= Text segment =
****************************************

What remains from that 14-month sequence of MSU basketball history, which paralleled an awful time for the Spartan football team as it was walloped with three years of probation, is yet a testament to Ganakas.

He remained Good Gus.

Unfailingly, he was the man you always were happy to greet. Always merry. Always personal. Always a marvel, how he remembered names and could not go 30 seconds without making you laugh as he and that reddish Greek face glowed like 1,000 watts and as Gus cackled to the heavens.

He never coached again. Not on a significant level. This man whose basketball acumen was as heightened as his charisma never got another shot.

He was absorbed into the athletic department, which at least was a job that kept him involved with a university he somehow continued to love. And other than some early raw months when the injustice overwhelmed him, there was no bitterness.

But there was plenty of personal torture.

A year after he was fired, Magic Johnson committed to Michigan State as likely would have happened had Ganakas still been coaching. It was Jud Heathcote who harnessed Magic and won a national championship. But some of us still suspect that championship just as easily would have been Ganakas’ to savor for what proved to be a long and fruitful lifetime.

Ganakas had gotten the Spartans head coaching job as abruptly as he lost it. He was an assistant to John Benington, another of the truly sterling gentlemen MSU has known during the past 50 years. But in September 1969, in the Jenison locker room, Benington died of a heart attack. He was 47.

Gus, who was all of 43, was the new head coach.

He never had great teams during his seven years as Spartans head coach. But he had greatly entertaining teams. Ralph Simpson. Mike Robinson. Lindsay Hairston. Furlow — there was always a reason to settle into one of those balcony seats at Jenison, back when games were almost rigidly Saturday night and Monday night events.

He was the right coach for the time, his gray-white hair shimmering beneath Jenison’s lights. And if you happened to be walking past the bench during pregame warm-ups, he wasn’t so busy watching his players that he wouldn’t stop to say hi — and of course share a loud chuckle.

What a guy. What a legacy. And how grateful so many of us are that Jim Heos and the gang 20 or so years ago threw him a gala Appreciation Party at MSU.

It wasn’t that Gus that night needed the hugs and the toasts.

We needed them — from him, and for him, just to let this elegant, glorious man and friend know how much he was loved.

****************************************

= Dataset rows =

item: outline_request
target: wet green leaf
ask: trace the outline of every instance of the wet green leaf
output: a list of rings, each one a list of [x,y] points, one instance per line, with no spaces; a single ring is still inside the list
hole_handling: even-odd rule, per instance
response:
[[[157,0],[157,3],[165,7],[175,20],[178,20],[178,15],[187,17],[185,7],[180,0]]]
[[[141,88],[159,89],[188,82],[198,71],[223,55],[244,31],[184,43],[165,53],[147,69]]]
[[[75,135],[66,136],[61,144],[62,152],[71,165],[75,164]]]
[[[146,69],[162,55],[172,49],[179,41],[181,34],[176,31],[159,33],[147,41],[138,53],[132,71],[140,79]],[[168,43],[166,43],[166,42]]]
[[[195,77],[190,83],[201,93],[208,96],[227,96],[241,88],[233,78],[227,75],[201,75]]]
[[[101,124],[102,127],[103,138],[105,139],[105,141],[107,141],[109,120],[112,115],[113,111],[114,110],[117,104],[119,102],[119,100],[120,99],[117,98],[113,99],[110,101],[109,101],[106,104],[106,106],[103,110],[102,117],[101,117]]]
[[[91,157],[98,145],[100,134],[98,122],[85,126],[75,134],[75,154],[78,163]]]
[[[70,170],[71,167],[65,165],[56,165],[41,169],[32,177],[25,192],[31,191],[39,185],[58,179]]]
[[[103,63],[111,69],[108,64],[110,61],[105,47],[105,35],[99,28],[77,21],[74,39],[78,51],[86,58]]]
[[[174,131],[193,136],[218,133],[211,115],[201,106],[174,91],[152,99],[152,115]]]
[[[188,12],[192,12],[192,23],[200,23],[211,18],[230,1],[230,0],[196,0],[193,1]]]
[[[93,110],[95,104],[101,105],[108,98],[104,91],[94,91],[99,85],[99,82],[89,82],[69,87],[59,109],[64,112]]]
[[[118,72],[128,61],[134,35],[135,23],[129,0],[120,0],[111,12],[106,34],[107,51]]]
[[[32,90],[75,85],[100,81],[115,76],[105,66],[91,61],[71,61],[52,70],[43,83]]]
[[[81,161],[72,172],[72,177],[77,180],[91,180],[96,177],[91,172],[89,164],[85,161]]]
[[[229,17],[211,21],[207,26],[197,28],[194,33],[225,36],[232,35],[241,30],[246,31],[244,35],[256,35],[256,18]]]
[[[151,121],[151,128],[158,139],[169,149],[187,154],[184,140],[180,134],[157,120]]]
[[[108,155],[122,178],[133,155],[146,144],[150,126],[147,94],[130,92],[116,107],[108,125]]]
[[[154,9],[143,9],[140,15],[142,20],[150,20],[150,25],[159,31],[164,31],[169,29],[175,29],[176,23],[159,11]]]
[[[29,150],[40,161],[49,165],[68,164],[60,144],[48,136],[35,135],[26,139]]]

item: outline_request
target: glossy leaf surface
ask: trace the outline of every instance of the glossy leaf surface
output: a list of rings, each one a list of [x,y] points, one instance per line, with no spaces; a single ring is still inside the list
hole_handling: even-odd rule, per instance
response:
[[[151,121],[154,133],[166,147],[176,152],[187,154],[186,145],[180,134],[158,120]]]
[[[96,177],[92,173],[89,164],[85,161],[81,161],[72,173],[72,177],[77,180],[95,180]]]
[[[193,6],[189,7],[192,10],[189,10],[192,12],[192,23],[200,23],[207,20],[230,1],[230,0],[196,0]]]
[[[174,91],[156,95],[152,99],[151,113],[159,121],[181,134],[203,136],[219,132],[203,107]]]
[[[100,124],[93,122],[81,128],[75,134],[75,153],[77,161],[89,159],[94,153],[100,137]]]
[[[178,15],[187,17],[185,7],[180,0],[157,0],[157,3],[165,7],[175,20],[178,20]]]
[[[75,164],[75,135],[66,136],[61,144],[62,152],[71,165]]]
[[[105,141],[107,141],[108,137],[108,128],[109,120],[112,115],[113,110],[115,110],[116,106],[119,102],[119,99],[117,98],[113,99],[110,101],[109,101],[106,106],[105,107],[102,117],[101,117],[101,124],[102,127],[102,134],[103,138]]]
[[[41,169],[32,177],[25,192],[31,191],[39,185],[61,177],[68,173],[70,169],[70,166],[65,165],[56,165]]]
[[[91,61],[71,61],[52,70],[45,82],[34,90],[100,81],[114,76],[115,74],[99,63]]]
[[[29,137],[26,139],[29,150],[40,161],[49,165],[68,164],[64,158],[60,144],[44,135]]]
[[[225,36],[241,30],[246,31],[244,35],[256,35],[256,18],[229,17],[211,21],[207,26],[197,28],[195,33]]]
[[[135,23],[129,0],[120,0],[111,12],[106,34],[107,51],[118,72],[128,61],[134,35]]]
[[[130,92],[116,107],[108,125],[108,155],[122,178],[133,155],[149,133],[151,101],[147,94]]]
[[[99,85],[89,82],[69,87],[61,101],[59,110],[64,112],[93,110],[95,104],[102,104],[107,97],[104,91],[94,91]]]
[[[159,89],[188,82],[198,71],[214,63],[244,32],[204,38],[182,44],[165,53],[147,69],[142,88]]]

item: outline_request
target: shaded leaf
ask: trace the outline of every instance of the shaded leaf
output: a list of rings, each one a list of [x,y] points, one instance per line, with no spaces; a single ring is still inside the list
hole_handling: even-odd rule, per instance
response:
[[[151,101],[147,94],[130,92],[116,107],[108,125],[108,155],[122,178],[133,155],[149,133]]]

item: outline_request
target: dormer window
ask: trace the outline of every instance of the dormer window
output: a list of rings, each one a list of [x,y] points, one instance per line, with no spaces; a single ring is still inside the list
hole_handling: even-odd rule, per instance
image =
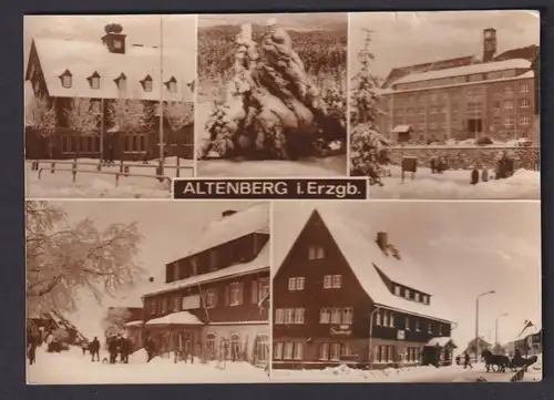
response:
[[[127,76],[125,76],[124,73],[114,79],[114,82],[121,92],[125,92],[127,90]]]
[[[165,86],[170,93],[177,93],[177,80],[175,76],[172,76],[167,82],[165,82]]]
[[[152,92],[152,76],[146,75],[145,79],[141,81],[142,88],[145,92]]]
[[[73,84],[73,75],[69,70],[65,70],[65,72],[60,75],[60,80],[62,81],[62,86],[65,89],[71,88]]]
[[[100,89],[100,75],[96,71],[88,78],[89,84],[92,89]]]

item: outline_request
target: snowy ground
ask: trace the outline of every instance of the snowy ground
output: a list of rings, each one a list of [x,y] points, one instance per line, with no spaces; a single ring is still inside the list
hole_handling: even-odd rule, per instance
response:
[[[101,352],[100,359],[106,357]],[[266,371],[246,362],[175,363],[155,358],[146,362],[144,350],[131,356],[130,363],[91,362],[81,349],[61,353],[37,350],[37,363],[28,366],[29,384],[109,384],[109,383],[255,383],[268,381]]]
[[[400,369],[359,370],[347,366],[326,368],[324,370],[273,370],[271,381],[276,382],[368,382],[368,383],[447,383],[509,382],[514,372],[486,372],[484,363],[473,365],[472,369],[462,366],[449,367],[407,367]],[[542,379],[542,358],[529,368],[524,381]]]
[[[431,174],[431,170],[419,167],[411,181],[406,174],[401,182],[400,167],[391,168],[392,176],[383,178],[384,186],[371,186],[372,198],[414,199],[540,199],[541,175],[537,171],[520,170],[507,180],[470,184],[470,171],[445,171]],[[492,174],[492,172],[490,173]]]
[[[199,177],[327,177],[346,176],[346,155],[300,161],[198,161]]]
[[[78,162],[98,163],[98,160],[79,158]],[[130,166],[131,174],[155,175],[156,162],[151,161],[150,167],[143,167],[142,162],[125,162]],[[31,171],[32,161],[25,162],[25,181],[27,196],[34,198],[53,198],[53,197],[105,197],[105,198],[167,198],[171,197],[170,184],[167,182],[158,182],[153,177],[143,176],[120,176],[119,185],[115,186],[115,175],[95,174],[95,173],[79,173],[76,181],[72,182],[71,171],[55,171],[53,174],[50,171],[43,171],[39,180],[39,172]],[[133,166],[136,165],[136,166]],[[176,176],[176,168],[171,167],[176,165],[176,158],[166,158],[165,175],[170,177]],[[49,163],[41,163],[40,167],[49,167]],[[189,166],[191,168],[181,168],[181,177],[193,176],[193,161],[181,160],[181,166]],[[71,170],[71,164],[59,163],[57,168]],[[78,170],[96,171],[95,165],[79,165]],[[102,167],[102,172],[119,172],[120,166]]]

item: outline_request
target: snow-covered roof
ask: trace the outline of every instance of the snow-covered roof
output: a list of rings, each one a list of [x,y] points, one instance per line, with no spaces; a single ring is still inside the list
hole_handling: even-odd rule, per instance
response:
[[[172,291],[185,287],[205,284],[212,280],[224,279],[233,276],[248,275],[269,269],[269,244],[266,244],[258,256],[249,263],[236,264],[230,267],[214,270],[212,273],[188,277],[186,279],[163,283],[146,296]]]
[[[208,224],[188,250],[187,256],[253,233],[269,234],[269,206],[266,203],[256,204]]]
[[[377,230],[373,232],[372,227],[335,212],[327,212],[322,208],[317,209],[317,212],[361,287],[377,306],[444,321],[453,320],[444,301],[433,295],[428,287],[424,270],[402,253],[401,246],[398,247],[401,255],[400,260],[392,256],[386,256],[376,243]],[[393,239],[391,243],[394,244]],[[394,296],[377,268],[392,281],[430,294],[432,296],[430,304],[425,305]]]
[[[485,63],[478,63],[464,66],[449,68],[445,70],[435,70],[423,73],[413,73],[399,79],[398,81],[394,82],[394,84],[471,75],[474,73],[486,73],[486,72],[496,72],[496,71],[505,71],[513,69],[530,69],[530,68],[531,68],[531,61],[529,60],[511,59],[504,61],[485,62]]]
[[[425,346],[428,346],[428,347],[435,347],[435,346],[444,347],[450,342],[452,342],[452,345],[454,345],[454,341],[452,340],[452,338],[444,336],[444,337],[440,337],[440,338],[432,338],[431,340],[428,341],[428,343]]]
[[[152,47],[126,45],[124,54],[107,51],[99,40],[80,41],[64,39],[33,39],[50,95],[60,98],[92,99],[136,99],[160,101],[161,50]],[[195,79],[194,63],[185,53],[163,49],[163,80],[176,81],[176,92],[163,85],[166,101],[193,102],[194,95],[188,84]],[[60,75],[69,71],[72,75],[71,88],[62,85]],[[88,78],[94,72],[100,75],[100,88],[92,89]],[[121,74],[126,78],[126,90],[119,90],[116,80]],[[146,92],[141,81],[151,76],[152,91]]]
[[[151,319],[145,324],[148,327],[165,327],[170,325],[204,325],[196,316],[188,311],[178,311],[165,317]]]
[[[411,125],[397,125],[392,130],[394,133],[404,133],[411,130]]]

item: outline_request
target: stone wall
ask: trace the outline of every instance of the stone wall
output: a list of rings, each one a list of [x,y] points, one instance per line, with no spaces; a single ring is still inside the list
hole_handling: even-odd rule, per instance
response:
[[[418,158],[418,165],[430,166],[431,157],[445,157],[450,170],[468,170],[480,164],[494,168],[503,151],[516,160],[516,168],[536,170],[538,147],[392,147],[391,162],[399,165],[402,157]]]

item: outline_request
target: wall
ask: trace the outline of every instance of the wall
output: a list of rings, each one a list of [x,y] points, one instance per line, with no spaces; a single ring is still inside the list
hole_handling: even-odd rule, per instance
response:
[[[475,163],[488,168],[495,168],[496,160],[502,151],[513,153],[517,160],[517,167],[525,170],[536,170],[540,160],[538,147],[420,147],[420,148],[391,148],[392,164],[400,164],[404,156],[418,157],[418,165],[430,166],[431,157],[445,157],[451,170],[468,170]]]

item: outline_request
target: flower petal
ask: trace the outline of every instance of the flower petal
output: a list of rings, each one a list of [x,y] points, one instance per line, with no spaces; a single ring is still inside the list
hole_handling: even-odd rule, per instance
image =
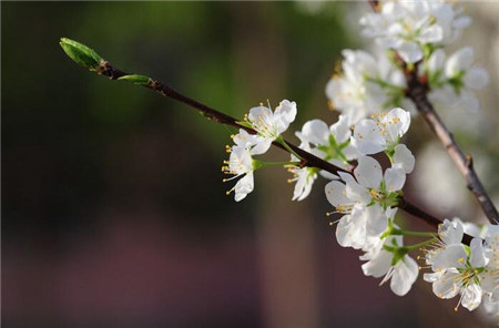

****************************************

= Task requirements =
(1) Reproduce the Ganakas tribute's passage starting at "Gus, who was" and ending at "and the toasts.".
(2) Pick out every line of the records that contains the string "roof", matching case.
The Ganakas tribute and the records are unrelated pieces of material.

= Expected outputs =
(1)
Gus, who was all of 43, was the new head coach.

He never had great teams during his seven years as Spartans head coach. But he had greatly entertaining teams. Ralph Simpson. Mike Robinson. Lindsay Hairston. Furlow — there was always a reason to settle into one of those balcony seats at Jenison, back when games were almost rigidly Saturday night and Monday night events.

He was the right coach for the time, his gray-white hair shimmering beneath Jenison’s lights. And if you happened to be walking past the bench during pregame warm-ups, he wasn’t so busy watching his players that he wouldn’t stop to say hi — and of course share a loud chuckle.

What a guy. What a legacy. And how grateful so many of us are that Jim Heos and the gang 20 or so years ago threw him a gala Appreciation Party at MSU.

It wasn’t that Gus that night needed the hugs and the toasts.

(2)
target: snow-covered roof
ask: trace the outline of every instance of the snow-covered roof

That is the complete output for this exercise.